SEÇÃO DO DOCUMENTO
━━━━━━━━━━━━━━━━━━━━━━━━━━━━━━
A tendência natural é esta: inicialmente, eu costumava usar a minha mente para esquadrinhar a história, os negócios, a química, as questões do mundo, a literatura, ou a poesia. Usava a minha mente viva para tirar o melhor proveito destes estudos. Mas agora, os meus desejos mudaram de maneira que, daqui em diante, emprego a mesma mente nas coisas de Deus. Portanto, mudei o assunto que ocupa o meu interesse, mas não mudei o meu método de agir. Aí está o problema total. Os meus interesses foram mudados de uma forma absoluta (e graças a Deus por isso!) mas agora eu emprego o mesmo poder para estudar Coríntios e Efésios que usava antes para me dedicar à história e à geografia. Mas esse poder não é de Deus, e Deus não permitirá isso. O problema, para muitos de nós, é que mudamos o canal para o qual as nossas energias se dirigem, mas não mudamos a fonte dessas energias.
Verificaremos que há muitas dessas coisas que transferimos para o serviço de Deus. Consideremos a questão da eloquência. Há alguns homens que nascem oradores; podem apresentar um caso de forma realmente convincente. Depois, convertem-se e, sem inquirirmos qual a posição em que de fato se acham em relação às coisas espirituais, colocamo-los no púlpito, constituindo-os pregadores. Encorajamo-los a usar os seus poderes naturais na pregação e, de novo, o que se verifica? Urna mudança de assunto, o poder, porém, é o mesmo. Esquecemo-nos de que, na questão dos recursos que possuímos para tratar das coisas de Deus, a questão não é de valor comparativo mas de origem – de onde dimanam os recursos que usamos. O problema não está tanto no que fazemos, mas nos poderes que empregamos para fazê-lo. Pensamos muito pouco a respeito da fonte da nossa energia, e pensamos demais no fim para que ela se dirige, esquecendo-nos de que, com Deus, os fins nunca justificam os meios.
━━━━━━━━━━━━━━━━━━━━━━━━━━━━━━
REGISTROS LISTADOS

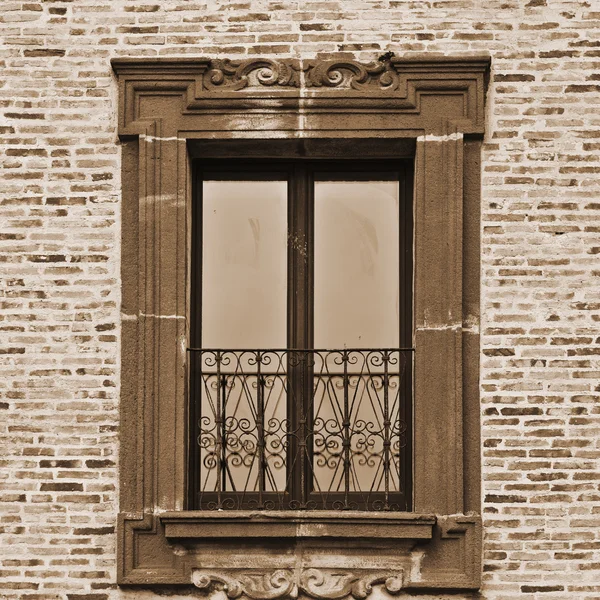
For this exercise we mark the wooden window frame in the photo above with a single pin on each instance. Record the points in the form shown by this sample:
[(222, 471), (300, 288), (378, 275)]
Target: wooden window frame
[(301, 175), (430, 109)]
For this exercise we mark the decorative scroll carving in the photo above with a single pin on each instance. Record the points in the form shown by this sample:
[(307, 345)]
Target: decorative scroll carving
[(332, 585), (233, 75), (322, 584), (351, 75), (230, 76), (253, 584)]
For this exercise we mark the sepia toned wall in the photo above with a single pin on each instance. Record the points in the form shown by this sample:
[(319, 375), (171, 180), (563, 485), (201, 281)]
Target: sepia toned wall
[(60, 273)]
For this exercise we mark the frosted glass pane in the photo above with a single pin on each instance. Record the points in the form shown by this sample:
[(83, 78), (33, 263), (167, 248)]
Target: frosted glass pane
━━━━━━━━━━━━━━━━━━━━━━━━━━━━━━
O QUE FAZER
1. Responda, com base no trecho sobre a fonte das energias:
(a) Que áreas eram antes examinadas com a mente?
(b) Que livros bíblicos são citados como novo objeto de estudo?
(c) O que os fins nunca fazem, com Deus?
2. Extraia do trecho sobre a fonte das energias, sem qualquer alteração, a passagem que vai de "A tendência natural" até "fonte dessas energias.".
Os registros em nada interferem no que aqui se solicita.

RESPOSTAS POR TAREFA
1.
(a) A história, os negócios, a química, as questões do mundo, a literatura e a poesia.
(b) Coríntios e Efésios.
(c) Nunca justificam os meios.

2.
A tendência natural é esta: inicialmente, eu costumava usar a minha mente para esquadrinhar a história, os negócios, a química, as questões do mundo, a literatura, ou a poesia. Usava a minha mente viva para tirar o melhor proveito destes estudos. Mas agora, os meus desejos mudaram de maneira que, daqui em diante, emprego a mesma mente nas coisas de Deus. Portanto, mudei o assunto que ocupa o meu interesse, mas não mudei o meu método de agir. Aí está o problema total. Os meus interesses foram mudados de uma forma absoluta (e graças a Deus por isso!) mas agora eu emprego o mesmo poder para estudar Coríntios e Efésios que usava antes para me dedicar à história e à geografia. Mas esse poder não é de Deus, e Deus não permitirá isso. O problema, para muitos de nós, é que mudamos o canal para o qual as nossas energias se dirigem, mas não mudamos a fonte dessas energias.